I think my parents mostly did a good job, compared to my friends parents. I can think of some things that I would do differently, take the more gentle parenting approach, not that my parents were mean or abusive their techniques just clearly didn't work, like making my sister sit in the hallway because she wouldn't eat her dinner didn't do anything but make us have to listen to her screaming while eating... And has led to her now having an unhealthy relationship with food same as forcing me to finish everything on my plate even though I really didn't like it, made me have unhealthy habits with food. So yeah there's aspects that I would do differently.
For the most part my parents weren't there for me so I basically raised myself
When my mom was around as in actually attempting to be somewhat involved with me and or my life she was an absolute b**** about it
During my teenage years my mother and father were separated and while my father was trying to raise me my mother was letting my sister try to raise me which my sister hated me so you know that was very smart
All in all I think almost nothing about how I was raised actually went well so I changed just about everything about my childhood
Still kind of being raised you could say
My dad had a job, an independent one, so he could not take time off work and worked 7 days a week. Paid well and to get out of it he has taken a huge pay cut.
But while he had it he worked a lot and couldn’t do stuff on weekends or go on trips. I would change that, have him be able to be around. He also drinks until he is drunk just about every night, I think he longs for the past.
Still a great dad but really if I had the ability I’d give him hangovers so he can’t drink so much haha (he doesn’t get hangovers no matter what).
Try saying that to him. Like not in a way that seems like an attack but just say it.
I'm a dad with a substance issue that I've had for nearly 15 years. Doesn't impact my parenting or whatever right now but if one of my sons said something to me about it... I'd stop and reevaluate a bit more seriously.
I would. I grew up with an extremely strict father. Could never do what my friends used to do as teenagers. I used to have so many questions in my mind that eventually had to find out by myself. My father had this belief that if you don’t talk about it they will never know which is actually very wrong because the more he would say No the more I would want to do it and that’s how I initiated my sex life at 15 looking back I was so young and I don’t want my kids to experience the same. I don’t want my kids to look at me as if I am the authority. This also caused a huge distance between me and my father I don’t trust him and never ask his opinion on anything.

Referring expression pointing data

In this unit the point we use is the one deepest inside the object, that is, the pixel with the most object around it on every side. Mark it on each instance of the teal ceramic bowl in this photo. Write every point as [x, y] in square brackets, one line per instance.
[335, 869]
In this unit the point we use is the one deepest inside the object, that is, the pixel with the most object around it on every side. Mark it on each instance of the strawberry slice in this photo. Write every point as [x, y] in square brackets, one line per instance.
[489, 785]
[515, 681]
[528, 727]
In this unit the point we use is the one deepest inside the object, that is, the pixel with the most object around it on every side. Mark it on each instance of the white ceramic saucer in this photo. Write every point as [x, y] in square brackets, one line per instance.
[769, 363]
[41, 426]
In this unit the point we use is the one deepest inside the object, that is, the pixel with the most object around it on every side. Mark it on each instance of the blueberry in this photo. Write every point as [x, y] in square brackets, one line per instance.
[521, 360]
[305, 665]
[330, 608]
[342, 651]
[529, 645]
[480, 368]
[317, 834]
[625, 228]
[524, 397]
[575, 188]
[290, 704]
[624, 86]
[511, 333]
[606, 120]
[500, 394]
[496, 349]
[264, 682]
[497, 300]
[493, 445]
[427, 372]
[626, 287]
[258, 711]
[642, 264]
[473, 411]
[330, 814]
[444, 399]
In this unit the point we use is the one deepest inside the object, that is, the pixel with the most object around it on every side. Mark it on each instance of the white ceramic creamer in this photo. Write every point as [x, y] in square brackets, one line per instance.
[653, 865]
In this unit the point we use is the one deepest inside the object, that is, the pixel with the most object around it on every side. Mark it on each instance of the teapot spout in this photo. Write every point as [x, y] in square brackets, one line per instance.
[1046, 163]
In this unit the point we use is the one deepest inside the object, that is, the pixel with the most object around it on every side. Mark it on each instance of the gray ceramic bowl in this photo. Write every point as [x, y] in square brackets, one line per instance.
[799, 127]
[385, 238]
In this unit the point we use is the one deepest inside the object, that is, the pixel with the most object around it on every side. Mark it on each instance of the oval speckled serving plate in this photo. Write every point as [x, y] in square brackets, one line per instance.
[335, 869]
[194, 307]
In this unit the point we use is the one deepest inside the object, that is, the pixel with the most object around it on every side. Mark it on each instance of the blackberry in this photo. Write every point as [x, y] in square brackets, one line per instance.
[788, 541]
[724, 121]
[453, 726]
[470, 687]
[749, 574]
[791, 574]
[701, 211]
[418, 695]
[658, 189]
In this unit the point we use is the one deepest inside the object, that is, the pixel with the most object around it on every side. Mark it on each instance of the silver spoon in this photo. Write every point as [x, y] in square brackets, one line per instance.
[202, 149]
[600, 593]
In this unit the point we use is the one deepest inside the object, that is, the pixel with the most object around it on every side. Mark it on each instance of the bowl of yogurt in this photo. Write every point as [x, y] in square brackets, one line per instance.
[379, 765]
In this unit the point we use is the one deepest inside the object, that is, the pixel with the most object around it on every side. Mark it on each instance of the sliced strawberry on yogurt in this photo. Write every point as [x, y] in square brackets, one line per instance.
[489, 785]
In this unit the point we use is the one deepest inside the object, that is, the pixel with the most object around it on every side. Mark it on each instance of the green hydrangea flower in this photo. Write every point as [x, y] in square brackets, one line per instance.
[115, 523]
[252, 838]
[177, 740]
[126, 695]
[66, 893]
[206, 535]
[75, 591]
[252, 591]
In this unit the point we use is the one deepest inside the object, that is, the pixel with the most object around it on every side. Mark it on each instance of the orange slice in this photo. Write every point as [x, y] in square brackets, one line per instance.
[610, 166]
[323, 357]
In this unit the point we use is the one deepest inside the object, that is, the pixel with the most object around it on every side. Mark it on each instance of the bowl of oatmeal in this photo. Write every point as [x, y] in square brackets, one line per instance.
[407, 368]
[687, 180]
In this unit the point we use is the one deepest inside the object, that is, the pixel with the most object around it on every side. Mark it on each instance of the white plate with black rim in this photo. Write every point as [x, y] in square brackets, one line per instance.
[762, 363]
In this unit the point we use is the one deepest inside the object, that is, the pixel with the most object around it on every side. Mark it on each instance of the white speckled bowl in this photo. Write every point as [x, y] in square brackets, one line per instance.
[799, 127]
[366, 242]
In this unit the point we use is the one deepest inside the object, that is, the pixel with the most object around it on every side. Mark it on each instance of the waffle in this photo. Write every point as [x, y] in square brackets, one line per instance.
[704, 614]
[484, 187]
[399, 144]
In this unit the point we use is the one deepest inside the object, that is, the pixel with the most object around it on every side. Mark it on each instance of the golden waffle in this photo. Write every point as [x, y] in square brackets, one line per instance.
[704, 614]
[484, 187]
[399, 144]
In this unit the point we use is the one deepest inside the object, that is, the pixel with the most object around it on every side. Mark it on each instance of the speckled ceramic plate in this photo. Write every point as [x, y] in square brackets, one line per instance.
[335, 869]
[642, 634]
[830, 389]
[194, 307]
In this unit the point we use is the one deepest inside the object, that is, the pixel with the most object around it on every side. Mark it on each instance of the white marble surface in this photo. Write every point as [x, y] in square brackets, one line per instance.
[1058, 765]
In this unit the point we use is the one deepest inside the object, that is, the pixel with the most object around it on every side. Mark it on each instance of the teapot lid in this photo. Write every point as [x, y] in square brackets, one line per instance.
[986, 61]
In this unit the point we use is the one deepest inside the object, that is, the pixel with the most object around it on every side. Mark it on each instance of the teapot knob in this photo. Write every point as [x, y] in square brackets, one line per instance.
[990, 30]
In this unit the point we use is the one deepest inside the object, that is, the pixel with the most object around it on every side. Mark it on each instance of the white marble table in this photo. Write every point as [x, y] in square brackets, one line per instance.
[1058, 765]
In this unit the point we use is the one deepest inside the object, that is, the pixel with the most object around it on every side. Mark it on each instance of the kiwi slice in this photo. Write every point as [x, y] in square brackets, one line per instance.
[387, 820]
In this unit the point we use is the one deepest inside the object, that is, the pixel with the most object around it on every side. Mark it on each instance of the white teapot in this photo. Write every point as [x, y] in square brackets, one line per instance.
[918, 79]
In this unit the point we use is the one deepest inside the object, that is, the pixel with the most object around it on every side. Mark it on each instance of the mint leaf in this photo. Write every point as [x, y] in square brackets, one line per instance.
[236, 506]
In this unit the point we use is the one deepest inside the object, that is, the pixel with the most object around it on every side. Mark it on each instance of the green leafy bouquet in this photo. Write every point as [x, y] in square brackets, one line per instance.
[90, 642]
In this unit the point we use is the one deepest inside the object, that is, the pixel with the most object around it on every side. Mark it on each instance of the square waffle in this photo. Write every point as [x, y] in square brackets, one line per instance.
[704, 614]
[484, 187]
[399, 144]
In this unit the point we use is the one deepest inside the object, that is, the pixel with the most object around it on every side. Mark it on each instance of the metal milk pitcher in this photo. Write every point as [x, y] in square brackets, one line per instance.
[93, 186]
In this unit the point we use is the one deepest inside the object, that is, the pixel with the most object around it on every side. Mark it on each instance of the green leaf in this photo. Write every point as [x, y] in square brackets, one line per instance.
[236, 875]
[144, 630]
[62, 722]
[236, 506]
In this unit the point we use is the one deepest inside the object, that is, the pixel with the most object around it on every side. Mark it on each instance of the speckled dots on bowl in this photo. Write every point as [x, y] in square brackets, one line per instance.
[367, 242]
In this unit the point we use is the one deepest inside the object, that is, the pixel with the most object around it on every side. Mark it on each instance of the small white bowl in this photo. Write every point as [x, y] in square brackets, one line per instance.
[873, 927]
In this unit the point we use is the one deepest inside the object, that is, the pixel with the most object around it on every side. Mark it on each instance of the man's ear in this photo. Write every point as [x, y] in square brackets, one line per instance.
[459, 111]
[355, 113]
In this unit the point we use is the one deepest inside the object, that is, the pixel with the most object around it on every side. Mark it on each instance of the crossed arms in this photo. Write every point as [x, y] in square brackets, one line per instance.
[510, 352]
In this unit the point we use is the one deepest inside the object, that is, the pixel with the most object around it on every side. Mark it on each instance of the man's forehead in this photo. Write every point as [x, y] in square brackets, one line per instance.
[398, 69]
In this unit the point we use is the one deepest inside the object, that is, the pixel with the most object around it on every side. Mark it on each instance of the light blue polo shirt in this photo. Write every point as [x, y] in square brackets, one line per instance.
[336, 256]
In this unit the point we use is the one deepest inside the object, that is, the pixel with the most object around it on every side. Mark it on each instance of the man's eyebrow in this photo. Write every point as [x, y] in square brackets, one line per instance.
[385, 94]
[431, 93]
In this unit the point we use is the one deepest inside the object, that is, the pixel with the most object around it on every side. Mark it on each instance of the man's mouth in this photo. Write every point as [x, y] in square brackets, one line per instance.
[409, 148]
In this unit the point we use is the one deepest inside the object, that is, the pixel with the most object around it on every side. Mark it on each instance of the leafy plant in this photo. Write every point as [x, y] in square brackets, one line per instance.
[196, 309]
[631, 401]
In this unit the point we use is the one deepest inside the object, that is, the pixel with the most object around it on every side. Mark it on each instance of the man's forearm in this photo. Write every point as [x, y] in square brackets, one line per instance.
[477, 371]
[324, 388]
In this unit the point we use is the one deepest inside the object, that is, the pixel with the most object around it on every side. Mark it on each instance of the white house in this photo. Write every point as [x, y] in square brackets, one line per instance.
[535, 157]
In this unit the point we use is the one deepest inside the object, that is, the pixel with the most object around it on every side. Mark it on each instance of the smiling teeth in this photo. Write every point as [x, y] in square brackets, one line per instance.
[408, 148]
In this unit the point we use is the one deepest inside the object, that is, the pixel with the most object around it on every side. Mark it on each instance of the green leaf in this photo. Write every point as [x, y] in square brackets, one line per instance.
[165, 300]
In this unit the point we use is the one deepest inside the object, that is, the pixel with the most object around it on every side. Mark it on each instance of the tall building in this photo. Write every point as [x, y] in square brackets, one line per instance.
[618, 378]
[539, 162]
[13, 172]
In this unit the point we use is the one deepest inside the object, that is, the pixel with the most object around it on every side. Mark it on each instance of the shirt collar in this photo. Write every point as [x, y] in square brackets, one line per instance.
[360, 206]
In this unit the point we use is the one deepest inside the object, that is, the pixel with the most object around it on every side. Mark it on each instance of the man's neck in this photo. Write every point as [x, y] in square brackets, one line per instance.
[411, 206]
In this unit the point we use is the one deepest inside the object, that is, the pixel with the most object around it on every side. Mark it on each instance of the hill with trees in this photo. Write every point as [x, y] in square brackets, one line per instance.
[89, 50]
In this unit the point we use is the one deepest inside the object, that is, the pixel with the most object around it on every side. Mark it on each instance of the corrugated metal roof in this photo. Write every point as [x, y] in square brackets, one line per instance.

## Required action 1
In the parenting discussion, how many days a week did the father with the independent job work?
## Required action 2
Extend the parenting discussion, picking up after its final sentence.

## Task answer 1
Seven days a week.

## Task answer 2
I think the only thing I would change is removing the religion from the home.
Forced my siblings and I to find things out the hard way when it came to taboo subjects like other religions, drugs, anything sexual, etc. There was no conversation about it. My mom's followed the Bible strictly and my dad more lax. That eventually led to their divorce and my dad turning into a new age hippie kinda guy and my mom get even more involved with the church than she had before.
As far as I see it Christianity has been a disaster in my family.
I think some things - the major things, would probably be about the same.
I think my focus would be on teaching the classics of film, writing, music, etc. At least at first.
My dad was mentally and physically abusive. My mom was slightly mentally abusive, though luckily not much physically. I would hope to God I’d not do that to a kid. I wouldn’t always want to go too easy on them, but I would like to make the home some sort of place to come home to and not always have to worry. It wouldn’t be fun all the time, that’s not life - and I’m not obsessed with “being their friend” or “being the cool dad.” If they were doing something out of line, they’d be punished. But I’d want them to be able to come to me.
My parents biggest mistake was their toxic relationship created mostly by my mother, It hasn't given me a good view of relationship and marriage. If you can't raise the kids in a peaceful environment, separate, your not doing the kids any favors staying together.
No, absolutely not... My two sisters and I were extremely fortunate in having the most loving and cherished upbringing any children could ever wish for.
Likewise now we have our own children, we are trying our very best to copy our wonderful parents examples.
My mother was an abusive sack of sh*t and most of my depression and insecurities stem from her (all of them except the height). I 100% would change who raised me. I'd been better off in a foster home, assuming the parents loved me. Cause I was never loved by my birth mother, and never knew my father.
I would tweak it a little but definitely keep the main elements the same.
I can say my parents did an outstanding job raising me but just like anyone I'm not without flaws but being able to see them and work on fixing them is the true power that they gave me.
Yes, I would. My parents won't be getting any medals for their parenting, however the best parenting advice my dad gave me was, " It's your job to be a better parent than me and it was my job to be better than my parents." The bar was set pretty low and I'm definitely excelling.
Oh I would for sure. I would give more love to myself, I would teach myself what respect is, what care is. I would be more strict with certain things that I learned while growing up and more loose with others.
Basically my parents did a awful job raising me so I had to learn how to raise myself.
Most definitely!! My parents were parents but I don't think my mom wanted kids but in the 70s that is what was expected of her. There was no motherly love from her. Although cuz of her I was a better mother and my boys have always known how much I love them!!
Also, I was reared in a very religious setting. I was very protected and sheltered. Led to me being very naive as an adult.
Great question!!!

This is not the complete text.